** Listed records **
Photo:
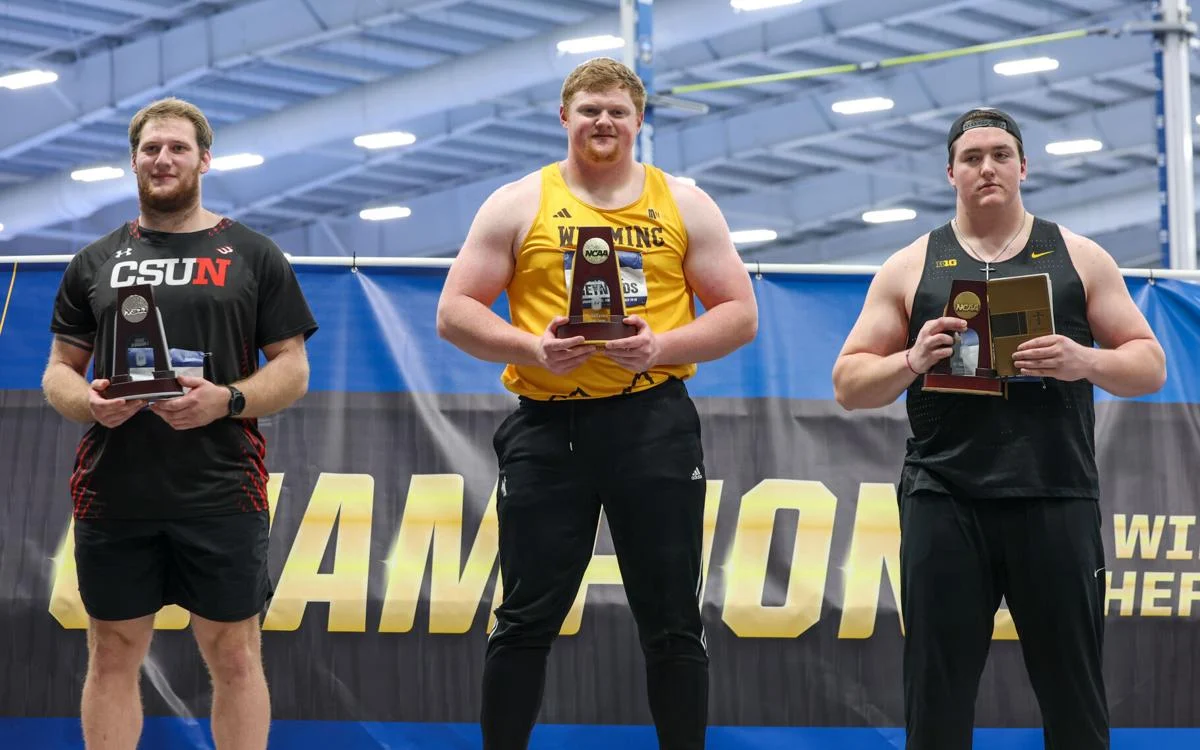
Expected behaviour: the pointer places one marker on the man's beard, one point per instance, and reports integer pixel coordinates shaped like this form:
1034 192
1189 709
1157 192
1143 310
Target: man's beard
185 196
603 156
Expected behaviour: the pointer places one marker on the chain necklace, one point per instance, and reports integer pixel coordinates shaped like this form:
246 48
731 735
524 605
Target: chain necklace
988 268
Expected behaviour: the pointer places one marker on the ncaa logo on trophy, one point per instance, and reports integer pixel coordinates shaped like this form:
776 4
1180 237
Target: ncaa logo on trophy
599 276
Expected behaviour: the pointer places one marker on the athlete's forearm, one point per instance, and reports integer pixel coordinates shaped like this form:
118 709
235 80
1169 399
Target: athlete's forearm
865 381
472 327
276 385
67 391
713 335
1133 369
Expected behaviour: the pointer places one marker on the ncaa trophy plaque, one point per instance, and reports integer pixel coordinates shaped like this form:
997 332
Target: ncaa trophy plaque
969 370
595 275
137 323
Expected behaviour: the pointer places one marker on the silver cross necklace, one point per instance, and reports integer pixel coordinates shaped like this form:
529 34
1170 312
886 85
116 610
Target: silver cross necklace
988 268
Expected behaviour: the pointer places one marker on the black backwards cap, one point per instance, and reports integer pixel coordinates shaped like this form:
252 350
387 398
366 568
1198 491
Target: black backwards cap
983 117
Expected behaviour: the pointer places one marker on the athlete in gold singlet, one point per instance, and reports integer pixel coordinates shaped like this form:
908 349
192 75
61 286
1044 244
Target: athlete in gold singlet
607 426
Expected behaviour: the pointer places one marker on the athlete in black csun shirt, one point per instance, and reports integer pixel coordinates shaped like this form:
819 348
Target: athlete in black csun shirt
169 498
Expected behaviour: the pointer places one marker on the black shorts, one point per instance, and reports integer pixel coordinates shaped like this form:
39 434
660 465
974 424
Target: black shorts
214 567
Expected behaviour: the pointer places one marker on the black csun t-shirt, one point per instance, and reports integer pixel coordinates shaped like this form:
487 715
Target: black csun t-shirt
222 294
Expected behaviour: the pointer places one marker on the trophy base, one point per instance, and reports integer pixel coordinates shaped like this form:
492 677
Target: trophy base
154 389
597 331
947 383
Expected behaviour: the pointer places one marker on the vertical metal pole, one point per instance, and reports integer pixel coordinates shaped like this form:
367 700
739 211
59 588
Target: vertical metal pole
637 30
1171 61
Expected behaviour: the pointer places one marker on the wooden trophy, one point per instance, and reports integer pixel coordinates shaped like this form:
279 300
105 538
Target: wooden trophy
595 275
970 369
138 323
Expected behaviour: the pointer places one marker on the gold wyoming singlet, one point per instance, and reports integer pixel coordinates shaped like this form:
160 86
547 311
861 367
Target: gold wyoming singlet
651 243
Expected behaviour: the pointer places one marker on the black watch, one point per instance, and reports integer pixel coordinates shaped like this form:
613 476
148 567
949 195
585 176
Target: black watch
237 401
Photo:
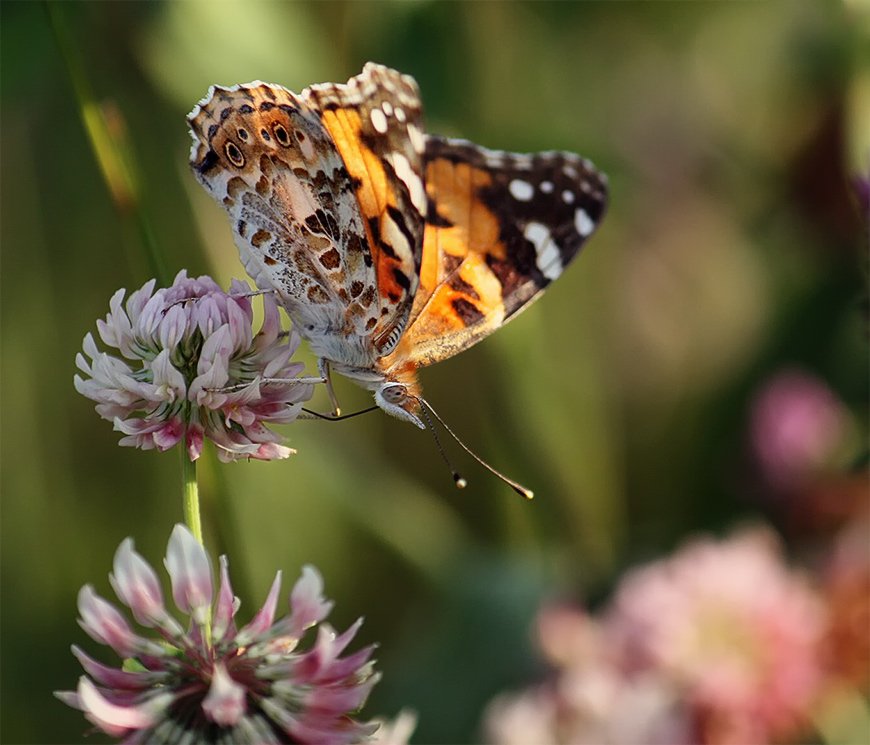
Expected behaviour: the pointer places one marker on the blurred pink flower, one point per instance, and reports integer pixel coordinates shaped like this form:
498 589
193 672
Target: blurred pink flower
738 632
846 586
591 701
193 370
799 428
721 644
215 682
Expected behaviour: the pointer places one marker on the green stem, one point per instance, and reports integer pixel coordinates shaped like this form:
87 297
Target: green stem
190 495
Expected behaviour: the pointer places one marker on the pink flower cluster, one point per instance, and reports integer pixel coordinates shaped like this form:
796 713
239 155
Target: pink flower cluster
190 369
721 643
214 681
799 431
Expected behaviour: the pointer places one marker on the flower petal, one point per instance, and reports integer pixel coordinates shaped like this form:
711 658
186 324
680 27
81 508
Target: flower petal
225 702
307 603
264 618
190 572
118 720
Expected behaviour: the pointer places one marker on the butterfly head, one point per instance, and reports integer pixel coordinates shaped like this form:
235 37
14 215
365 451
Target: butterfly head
397 399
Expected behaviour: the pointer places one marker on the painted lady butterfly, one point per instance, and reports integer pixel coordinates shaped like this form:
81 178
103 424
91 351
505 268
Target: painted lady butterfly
390 249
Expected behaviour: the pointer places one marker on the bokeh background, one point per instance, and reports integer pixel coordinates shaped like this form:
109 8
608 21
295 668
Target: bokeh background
733 250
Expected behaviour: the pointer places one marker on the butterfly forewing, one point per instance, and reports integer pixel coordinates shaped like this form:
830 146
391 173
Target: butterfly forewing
375 121
499 228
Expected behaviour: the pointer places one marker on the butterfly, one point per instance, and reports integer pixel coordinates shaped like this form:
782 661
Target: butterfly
390 249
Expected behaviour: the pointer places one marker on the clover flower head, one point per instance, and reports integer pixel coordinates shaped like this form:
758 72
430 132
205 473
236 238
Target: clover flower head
189 368
213 681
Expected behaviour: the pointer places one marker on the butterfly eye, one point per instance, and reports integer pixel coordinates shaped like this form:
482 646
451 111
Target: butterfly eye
394 394
234 154
281 135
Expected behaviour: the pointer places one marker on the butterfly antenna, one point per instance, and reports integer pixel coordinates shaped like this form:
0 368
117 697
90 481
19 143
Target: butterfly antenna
460 482
518 488
340 417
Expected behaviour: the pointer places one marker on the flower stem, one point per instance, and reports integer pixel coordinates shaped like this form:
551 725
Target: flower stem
190 495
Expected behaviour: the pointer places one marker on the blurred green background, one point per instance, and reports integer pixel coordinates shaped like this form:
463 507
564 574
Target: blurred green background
732 247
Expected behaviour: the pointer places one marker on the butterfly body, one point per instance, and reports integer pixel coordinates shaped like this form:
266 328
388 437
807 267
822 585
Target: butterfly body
390 249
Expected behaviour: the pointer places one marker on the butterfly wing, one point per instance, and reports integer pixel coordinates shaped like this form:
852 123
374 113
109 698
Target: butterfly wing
375 122
499 228
320 214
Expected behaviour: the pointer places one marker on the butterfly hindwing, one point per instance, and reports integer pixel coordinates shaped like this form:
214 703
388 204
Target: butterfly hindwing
499 228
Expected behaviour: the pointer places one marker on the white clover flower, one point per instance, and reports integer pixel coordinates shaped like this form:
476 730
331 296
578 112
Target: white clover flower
190 369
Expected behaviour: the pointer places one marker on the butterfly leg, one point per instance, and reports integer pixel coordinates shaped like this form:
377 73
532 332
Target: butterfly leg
323 369
309 380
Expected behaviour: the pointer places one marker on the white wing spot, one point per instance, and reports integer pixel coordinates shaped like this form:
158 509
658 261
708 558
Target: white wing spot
548 260
379 120
414 183
583 222
416 137
521 190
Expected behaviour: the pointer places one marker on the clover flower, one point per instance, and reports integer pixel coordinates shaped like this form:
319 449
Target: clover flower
192 369
215 682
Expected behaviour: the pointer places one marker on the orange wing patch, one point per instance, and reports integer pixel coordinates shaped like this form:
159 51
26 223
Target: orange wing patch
372 193
459 299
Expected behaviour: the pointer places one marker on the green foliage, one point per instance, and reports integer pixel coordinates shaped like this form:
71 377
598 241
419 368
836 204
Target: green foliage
730 249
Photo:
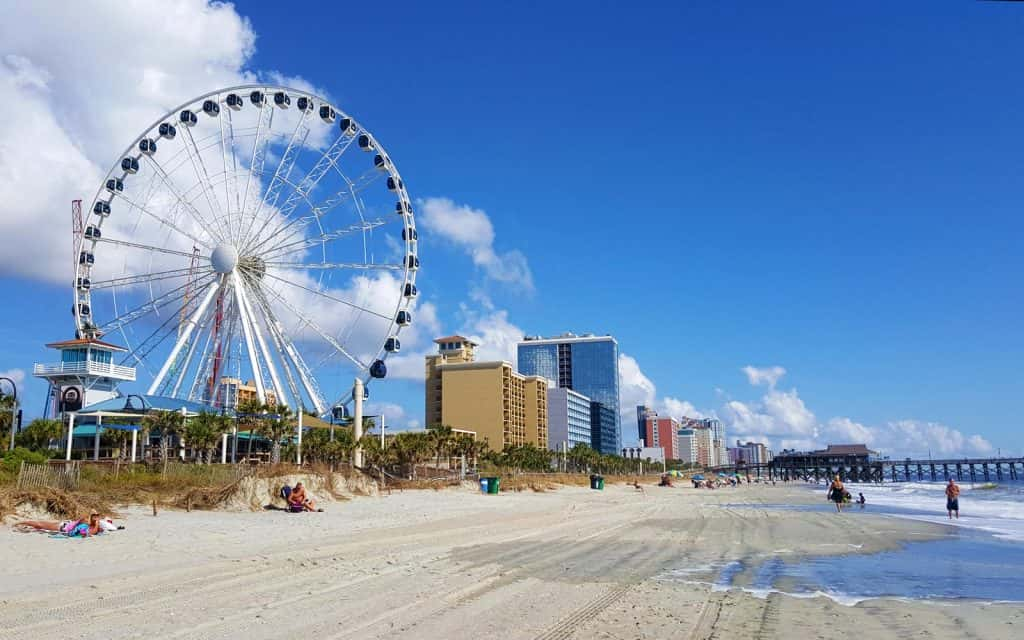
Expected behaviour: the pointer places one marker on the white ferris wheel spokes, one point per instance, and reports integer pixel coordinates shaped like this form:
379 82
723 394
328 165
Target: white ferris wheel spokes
254 233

** What the task requires **
Above are the records; give them all again exactly, apart from the pictures.

** Response to this exercise **
Photo:
Expected behaviour: the pointer places one marker on the man's beard, one point per instance, and reports integer pixel coordinates shaped like this form:
1034 192
1189 709
1157 192
1143 310
Target: man's beard
185 196
603 156
Expected behaviour: the pointer places one marker on the chain necklace, one point per instance, and reports integer pixel coordinates shaped like this form:
246 48
731 735
524 605
Target: chain necklace
988 268
Expected behaviour: the pointer places one marker on the ncaa logo on trophy, one point per instance, and reports integer pixel coordinates shaped like this form:
776 4
1180 237
Target: ncaa logo on trophy
599 276
Expected behaviour: the pointer places one marker on the athlete's forearm, one point per instance, and reports integer pixel coordinates shaped like this form:
118 709
235 80
1169 399
Target: athlete's forearm
865 381
472 327
276 385
67 391
713 335
1133 369
Expected behaviour: the pointer places one marker on the ncaa trophy plaque, one point per instance, and reports integer pixel coordinates shaped like this form:
997 332
Target: ncaa trophy plaque
969 370
595 275
137 323
Expected behaviour: the pointer places one marker on the silver cross necklace, one point per instance, and reports integer pixel coordinates shaped like this form:
529 34
1170 312
886 85
116 610
Target: silver cross necklace
988 268
Expected behaviour: the pointer places one marker on the black backwards cap, one point per instance, and reports integer pixel coordinates shaped like this form:
252 350
387 398
366 568
1198 491
Target: black backwards cap
983 117
Expected behaviour: the pointer places one marker on the athlete in gold singlet, one point per instance, and reports integer pixel coordinates shaped like this form:
908 349
192 75
61 286
1044 244
Target: athlete in gold singlet
607 426
Expected behaviour: the pointer places one marker on the athlete in black csun shirt, one point per instance, and reports integer pixel coordinates shaped like this form:
819 348
Target: athlete in black csun shirt
169 498
Expected behaviour: the pointer places one marker on the black shorts, one point per instance, and reports integer pixel coordinates shaped like this form:
39 434
660 465
974 424
Target: black shorts
214 567
Expected behaviour: the pointer places one marker on the black csun t-shirt, one point per instance, and reports integer pixel coordinates shaped like this form:
487 715
Target: black csun t-shirt
222 294
Expected behaviour: the pointer places one marker on the trophy base, one point per instance, and reports integer pixel coordinates shaped like this form:
492 677
Target: trophy base
154 389
597 331
947 383
Expected behaviour: the pointer places one marker on the vertical metal pole, one point per instance, and reports integer pixel coordinates shaped like this form:
367 700
739 211
59 588
Target: vertical metal pole
637 30
1171 61
Expected behaviour: the pointer places one marker on the wooden trophy, one point per instance, and reports integer pixel coordinates shaped like this form:
279 300
105 538
Target: wooden trophy
595 275
970 369
138 323
Expected behaviour: the pointer places one marker on the gold wyoming singlet, one point per instance, and reports integer pixel coordinates shaped like this form:
160 86
547 311
861 367
Target: gold wyoming singlet
651 243
Expected behaviour: the pointer places one marker on the black watch, one point per instance, and reports integer pixel coordinates shaped like this form:
613 476
148 567
949 195
585 176
Target: black watch
237 401
Photo:
Expected behaviour: the pointer places one marker on the blurred pink flower, one point per instance, and reports integer pixel coordinates shaped like this form:
498 589
193 672
Target: blurred pink flower
738 632
846 586
591 701
193 370
799 428
721 644
215 682
Expected behaviour: the pointer places one marker on the green stem, one point per instance, and reports integer pixel coordinates shaped like this form:
87 297
Target: green stem
190 495
Expected behaviour: the pointer places one marker on the pink flower cluster, one point per instance, and reports integer pixel coordinates shaped like this form:
796 713
239 155
Target: pink flower cluster
190 369
721 643
214 681
799 431
Expected behaviour: the pointer places one marker on the flower petal, one point per instance, and reports integer pixel coordinates shaped like this form:
711 658
186 324
680 27
81 508
Target: flower petal
225 702
307 603
264 618
190 572
118 720
Expected behaviour: the pointer places one marker on the butterfly head, one point per instance, and reports integer pixel coordinates shaped like this form:
235 37
14 215
365 451
Target: butterfly head
397 399
Expected behaviour: the pointer places one marker on the painted lady butterfly, one point per instance, and reports integer pixel coordinates shaped like this form:
81 178
103 424
91 351
505 268
Target: painted lady butterfly
390 249
Expected behaviour: the pointer places one marker on the bokeh background, one point per instance, and reports integer pixel coordinates shaped like this form:
109 8
608 21
295 668
Target: bokeh background
733 250
Expected behaviour: the pointer places one marker on the butterfly forewing, one point per instance, and reports integer pixel coordinates shaped like this form:
830 146
391 173
Target: butterfly forewing
375 121
499 228
Expected behaviour: the pointer places one marker on the butterfly, one point per instance, and reports integer pixel coordinates shaped like this form:
782 661
Target: butterfly
390 249
Expected behaviour: the pointer places one marker on the clover flower head, one point per instance, and reports integer pixel coordinates shaped like this form:
758 72
430 132
205 473
236 238
Target: clover flower head
189 368
213 681
Expected behaviour: the pointer places one marker on the butterfly eye, one point per instance, and reports integer pixel coordinates shaped like this form:
482 646
451 111
Target: butterfly eye
394 394
234 154
281 135
Expected behaviour: the pointer places one marker on the butterfly antenna, one point per instance, and reports integer pixel coordinates shaped like this form:
0 368
117 697
90 481
19 143
Target: butterfly antenna
460 482
518 488
340 417
Expected behaviour: the pointer places one marker on the flower stem, one point per instance, and reports integer pixel coordinates shaped like this form:
551 725
Target: flower stem
190 495
Expected behaviour: the pointer places one marker on the blurred green background, one point per instance, and reports integer pixel coordinates shaped like this form:
463 507
564 574
Target: blurred green background
732 247
Expected behaviour: the pointer places one marker on the butterfly body, one point per instance, and reports integer pixel coordinates shaped like this form:
266 328
388 437
807 267
822 585
Target: butterfly body
390 249
Expected behaviour: the pointer places one marker on the butterfly wing, one point per instance, and reports integer pixel coordinates shaped like this form:
852 123
374 113
109 698
Target: butterfly wing
375 122
499 228
320 214
Expected behaviour: the pointer places one marker on the butterfly hindwing, one point per instance, and reports integer pixel coordinates shaped like this form:
214 703
388 204
Target: butterfly hindwing
499 228
Expected behaviour: the pointer places one marker on the white clover flower, one point per instance, and reports integer pixel coordinates shaped like this form:
476 730
331 296
578 112
Target: white clover flower
190 369
Expected behaviour: the pointer places one marker on the butterfly leg, one point per instance, and reports integer pixel coordinates shaped like this form:
377 73
532 332
Target: butterfly leg
323 369
309 380
Expected behaviour: the pointer places one marker on the white wing spot, one point per instance, and reports integer pixel coordinates shaped like this form:
158 509
658 261
708 558
Target: white wing spot
548 260
379 120
414 183
583 222
416 137
521 190
Expected behaviour: the pointer places one marker on the clover flower, one point per instance, and reports integer pixel coordinates shaped like this form:
319 449
Target: clover flower
192 369
215 682
Expected behaviour: the pointer places one marker on the orange wing patch, one point per instance, and reports integer pixel coordinates shaped like this form:
159 51
26 223
Target: orange wing patch
372 193
459 299
Expected behaviour: the pointer places one marker on the green foliage, one point per instance, and reports integer pixel coordinates shaped like this form:
71 377
598 241
419 368
836 204
Target: green foliage
730 249
Photo:
Expected behaviour: the pointer places one marker on the white ferris wheel spokes, one point per instance, and reports integer pixel coordinates shaped like this form:
379 82
723 394
328 165
Target: white ferris wheel spokes
254 233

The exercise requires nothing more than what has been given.